▶ _ACTIVITY_
Extract every line of the material that holds the string "number".

▶ _DATA EXTRACT_
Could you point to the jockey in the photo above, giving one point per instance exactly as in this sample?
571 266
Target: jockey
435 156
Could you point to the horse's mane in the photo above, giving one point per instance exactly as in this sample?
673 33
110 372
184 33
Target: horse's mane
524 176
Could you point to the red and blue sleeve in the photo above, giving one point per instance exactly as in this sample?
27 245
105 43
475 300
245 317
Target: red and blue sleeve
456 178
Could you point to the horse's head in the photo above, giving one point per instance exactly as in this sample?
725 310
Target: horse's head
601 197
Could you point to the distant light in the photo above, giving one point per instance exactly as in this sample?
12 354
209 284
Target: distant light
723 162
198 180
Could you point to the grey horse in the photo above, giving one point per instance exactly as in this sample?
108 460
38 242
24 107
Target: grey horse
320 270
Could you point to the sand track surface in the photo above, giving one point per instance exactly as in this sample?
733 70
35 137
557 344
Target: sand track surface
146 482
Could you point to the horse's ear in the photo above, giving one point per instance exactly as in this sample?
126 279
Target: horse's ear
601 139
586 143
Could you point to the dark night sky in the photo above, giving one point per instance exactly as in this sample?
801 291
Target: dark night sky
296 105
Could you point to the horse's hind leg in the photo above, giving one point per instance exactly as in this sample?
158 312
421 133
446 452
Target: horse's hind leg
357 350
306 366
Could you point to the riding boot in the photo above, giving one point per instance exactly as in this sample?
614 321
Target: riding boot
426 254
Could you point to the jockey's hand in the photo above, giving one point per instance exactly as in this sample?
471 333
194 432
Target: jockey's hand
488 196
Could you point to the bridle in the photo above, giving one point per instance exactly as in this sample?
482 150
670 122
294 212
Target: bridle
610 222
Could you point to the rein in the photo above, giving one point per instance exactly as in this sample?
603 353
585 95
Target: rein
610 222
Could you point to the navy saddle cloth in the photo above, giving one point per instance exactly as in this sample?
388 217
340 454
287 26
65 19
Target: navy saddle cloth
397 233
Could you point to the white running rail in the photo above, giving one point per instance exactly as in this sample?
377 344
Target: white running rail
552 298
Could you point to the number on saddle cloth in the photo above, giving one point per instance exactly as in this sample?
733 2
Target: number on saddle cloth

▶ _COMPLETED EXERCISE_
Could you point to the number on saddle cloth in the photo above, giving one point per instance exactly as in this sample?
Target: number on saddle cloth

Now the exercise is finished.